_Directions for this task_. In the lines between the one holding "Thank you for the photo. Could you point to the fence" and the one holding "column 468, row 166", inclusive, change "fence post" to "gate post" and give those lines again with nothing else altered.

_Records shown_.
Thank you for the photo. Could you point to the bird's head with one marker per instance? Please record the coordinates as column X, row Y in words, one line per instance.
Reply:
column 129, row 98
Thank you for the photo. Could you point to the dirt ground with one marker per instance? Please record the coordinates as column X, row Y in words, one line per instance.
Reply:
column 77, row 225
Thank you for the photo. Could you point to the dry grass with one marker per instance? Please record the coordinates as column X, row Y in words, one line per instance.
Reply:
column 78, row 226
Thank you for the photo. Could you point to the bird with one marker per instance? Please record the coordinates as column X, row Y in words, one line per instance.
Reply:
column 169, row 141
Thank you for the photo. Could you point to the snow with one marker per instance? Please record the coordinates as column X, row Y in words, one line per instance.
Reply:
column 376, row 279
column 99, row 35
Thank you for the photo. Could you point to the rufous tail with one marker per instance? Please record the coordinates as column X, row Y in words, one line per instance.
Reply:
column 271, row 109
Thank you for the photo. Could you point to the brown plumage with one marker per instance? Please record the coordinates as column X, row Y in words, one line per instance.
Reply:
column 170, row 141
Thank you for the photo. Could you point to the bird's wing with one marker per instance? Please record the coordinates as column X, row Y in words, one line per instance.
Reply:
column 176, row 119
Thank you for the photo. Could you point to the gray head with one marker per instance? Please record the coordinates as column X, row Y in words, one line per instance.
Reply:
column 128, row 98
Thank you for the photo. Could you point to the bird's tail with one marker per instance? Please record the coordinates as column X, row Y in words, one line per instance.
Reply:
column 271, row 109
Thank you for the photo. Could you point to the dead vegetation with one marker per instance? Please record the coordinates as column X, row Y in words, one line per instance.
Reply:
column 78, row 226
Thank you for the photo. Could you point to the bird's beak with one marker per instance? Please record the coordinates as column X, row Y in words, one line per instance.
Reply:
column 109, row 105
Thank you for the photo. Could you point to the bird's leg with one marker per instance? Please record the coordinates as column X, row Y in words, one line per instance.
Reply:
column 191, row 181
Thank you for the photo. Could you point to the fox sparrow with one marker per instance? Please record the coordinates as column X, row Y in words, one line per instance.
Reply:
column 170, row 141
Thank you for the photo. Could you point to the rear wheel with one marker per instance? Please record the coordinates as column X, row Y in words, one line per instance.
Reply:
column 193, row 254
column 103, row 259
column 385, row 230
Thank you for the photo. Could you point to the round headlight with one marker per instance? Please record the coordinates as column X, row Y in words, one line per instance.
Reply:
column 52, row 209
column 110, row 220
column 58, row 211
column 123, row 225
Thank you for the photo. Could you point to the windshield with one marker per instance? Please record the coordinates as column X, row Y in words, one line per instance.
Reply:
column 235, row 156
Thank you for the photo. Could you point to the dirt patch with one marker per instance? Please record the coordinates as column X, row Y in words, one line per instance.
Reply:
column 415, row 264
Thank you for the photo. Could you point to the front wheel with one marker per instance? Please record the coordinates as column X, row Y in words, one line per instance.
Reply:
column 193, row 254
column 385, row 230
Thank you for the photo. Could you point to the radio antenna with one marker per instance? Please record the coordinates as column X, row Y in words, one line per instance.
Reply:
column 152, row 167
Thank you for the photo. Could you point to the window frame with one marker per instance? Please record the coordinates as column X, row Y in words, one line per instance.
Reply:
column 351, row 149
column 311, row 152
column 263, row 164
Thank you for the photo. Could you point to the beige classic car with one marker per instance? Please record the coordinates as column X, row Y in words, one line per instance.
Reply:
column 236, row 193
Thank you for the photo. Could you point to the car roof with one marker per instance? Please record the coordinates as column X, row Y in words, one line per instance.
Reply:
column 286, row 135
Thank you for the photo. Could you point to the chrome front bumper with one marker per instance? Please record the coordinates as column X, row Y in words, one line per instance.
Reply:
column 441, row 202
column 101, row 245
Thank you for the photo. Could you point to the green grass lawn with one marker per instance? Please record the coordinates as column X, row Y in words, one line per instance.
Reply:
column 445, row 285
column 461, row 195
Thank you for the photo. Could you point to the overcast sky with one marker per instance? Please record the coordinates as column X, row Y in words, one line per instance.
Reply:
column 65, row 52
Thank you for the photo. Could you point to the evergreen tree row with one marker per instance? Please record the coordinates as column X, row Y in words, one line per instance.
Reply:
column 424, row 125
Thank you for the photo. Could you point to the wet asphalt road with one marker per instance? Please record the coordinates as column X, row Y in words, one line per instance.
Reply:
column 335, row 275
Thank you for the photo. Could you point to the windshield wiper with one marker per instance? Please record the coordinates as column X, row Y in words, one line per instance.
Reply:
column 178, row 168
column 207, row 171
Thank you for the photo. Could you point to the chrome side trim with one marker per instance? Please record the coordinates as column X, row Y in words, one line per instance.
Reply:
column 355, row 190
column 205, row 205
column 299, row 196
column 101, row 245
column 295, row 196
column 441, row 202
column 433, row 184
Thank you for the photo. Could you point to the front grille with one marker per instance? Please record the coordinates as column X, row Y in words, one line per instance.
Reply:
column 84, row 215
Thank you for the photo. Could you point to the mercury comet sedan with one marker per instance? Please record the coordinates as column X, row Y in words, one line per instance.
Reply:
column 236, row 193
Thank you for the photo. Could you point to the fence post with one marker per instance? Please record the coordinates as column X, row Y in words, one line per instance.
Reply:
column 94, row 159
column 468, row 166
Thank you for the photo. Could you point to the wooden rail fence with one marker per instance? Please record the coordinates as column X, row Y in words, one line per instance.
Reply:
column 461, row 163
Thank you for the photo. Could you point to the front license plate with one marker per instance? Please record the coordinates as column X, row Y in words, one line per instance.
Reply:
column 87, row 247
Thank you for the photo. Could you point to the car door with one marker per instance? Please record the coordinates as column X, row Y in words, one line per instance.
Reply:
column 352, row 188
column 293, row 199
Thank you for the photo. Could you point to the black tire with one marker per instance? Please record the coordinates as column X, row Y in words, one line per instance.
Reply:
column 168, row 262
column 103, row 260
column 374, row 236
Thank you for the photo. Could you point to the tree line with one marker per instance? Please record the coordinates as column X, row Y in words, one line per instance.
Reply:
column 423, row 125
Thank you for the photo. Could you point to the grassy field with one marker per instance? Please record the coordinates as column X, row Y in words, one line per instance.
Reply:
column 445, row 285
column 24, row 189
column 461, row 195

_Expected output_.
Thank you for the photo. Could you point to the gate post with one marker per instance? Please record the coordinates as column X, row Y in words, one line per instance.
Reply:
column 94, row 159
column 468, row 166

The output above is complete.